Testo »
☆ ☆ ☆ ☆
21 luglio 2015

My name is Marshall

Hai ragione, non era Ragazze dell'Est ma Ragazza di campagna.
Mi lasciasti un commento che non riuscirò mai a ritrovare usando l'archivio ma che so esserci stato perché sì, perché in quindici anni, diosanto quindici anni, di questo viaggio le tracce tangibili sono disperse nella storia, nel passaggio del tempo, ma non nel cuore di piccoli pezzi di vita ai quali non potrò mai dare una data ma potrò sempre dare una forma.
Quanto ho amato mammamia, quanto ho dipinto, dato nomi a sogni e speranze.
Certe volte mi chiedo il senso di tutto questo e ogni volta mi scontro con l'impossibilità di dargliene uno che sia all'altezza di tutto ciò di cui mi sono fatto contenitore, sento di avere il potere magico di una vita che è potenza allo stato puro e nello stesso momento è così tanto sconfitta e non so cosa farmene.
☆ ☆ ☆ ☆
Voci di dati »

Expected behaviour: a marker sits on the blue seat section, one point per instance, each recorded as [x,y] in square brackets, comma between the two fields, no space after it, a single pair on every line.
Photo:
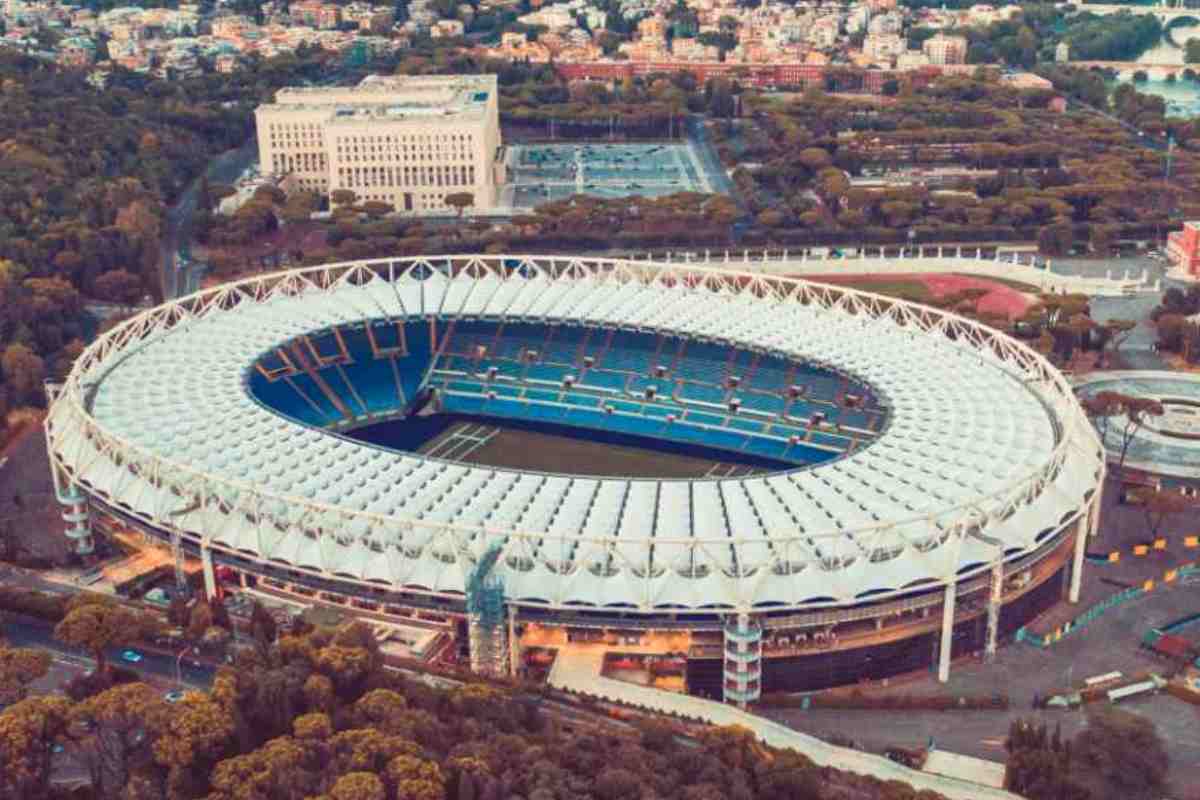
[603,379]
[702,392]
[373,378]
[282,396]
[771,374]
[335,382]
[564,344]
[689,404]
☆ ☆ ☆ ☆
Da fare »
1) Riscrivi il testo da "Hai ragione, non" a "dare una forma.", sostituendo "quindici anni" con "dieci anni".
2) Ripeti esattamente tutte le righe di dati e lascia fuori le immagini.
Il testo e le righe non hanno alcun legame tra loro.

Soluzioni »
1)
Hai ragione, non era Ragazze dell'Est ma Ragazza di campagna.
Mi lasciasti un commento che non riuscirò mai a ritrovare usando l'archivio ma che so esserci stato perché sì, perché in dieci anni, diosanto dieci anni, di questo viaggio le tracce tangibili sono disperse nella storia, nel passaggio del tempo, ma non nel cuore di piccoli pezzi di vita ai quali non potrò mai dare una data ma potrò sempre dare una forma.

2)
Expected behaviour: a marker sits on the blue seat section, one point per instance, each recorded as [x,y] in square brackets, comma between the two fields, no space after it, a single pair on every line.
Photo:
[603,379]
[702,392]
[373,378]
[282,396]
[771,374]
[335,382]
[564,344]
[689,404]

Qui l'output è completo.